# [TEXT SECTION]
R. Lee Ermey and Jan Tomáš "Miloš" Forman. Courtesy United State Navy; courtesy Petr Novák, Wikipedia.

The world of movies and movie-makers and making is a universal circus — even now in the age of super heroes and Marvel Comics.

The movies are populated and peopled by originals at almost every level: actors and stars, with big egos and the fill-ins without whom the movies would seem less rich, more thin, less like life, and the directors, both the churning  professionals, the Hollywood legends (John Ford, Clint Eastwood) and the announced artists (Bergman, Fellini, Welles).

Here’s to the men and women, the actors and actresses who embody the definition of the idea that there are no small parts.

Here’s to the men and women, the directors who insist that movies—however popular—are meaningful examples of art in their vision of human beings on both a grand and intimate scale.

The movie world lost two of its most original originals in the last few days.

We pay tribute to Milos Forman,  the Czech native who gained international recognition with small, black-and-films made at a time when Americans discovered foreign films to the point of fetish, then came to America and expanded his artistic canvas and  vision with enduring epics, such as “One Flew Over the Cuckoos Nest” and “Amadeus.”

# [TASK SET]
• 1. Please print the passage of the movie tribute from "The movies are" up to and including "no small parts.".
• 2. In the movie tribute, which two directors are called Hollywood legends?
• 3. Render this sentence from the movie tribute in Spanish: "The movie world lost two of its most original originals in the last few days."

# [SOURCE MATERIAL]
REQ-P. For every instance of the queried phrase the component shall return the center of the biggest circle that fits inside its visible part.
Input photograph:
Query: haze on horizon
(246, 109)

# [ANSWERS GIVEN]
• 1.
The movies are populated and peopled by originals at almost every level: actors and stars, with big egos and the fill-ins without whom the movies would seem less rich, more thin, less like life, and the directors, both the churning  professionals, the Hollywood legends (John Ford, Clint Eastwood) and the announced artists (Bergman, Fellini, Welles).

Here’s to the men and women, the actors and actresses who embody the definition of the idea that there are no small parts.

• 2. John Ford and Clint Eastwood.

• 3. El mundo del cine perdió a dos de sus originales más originales en los últimos días.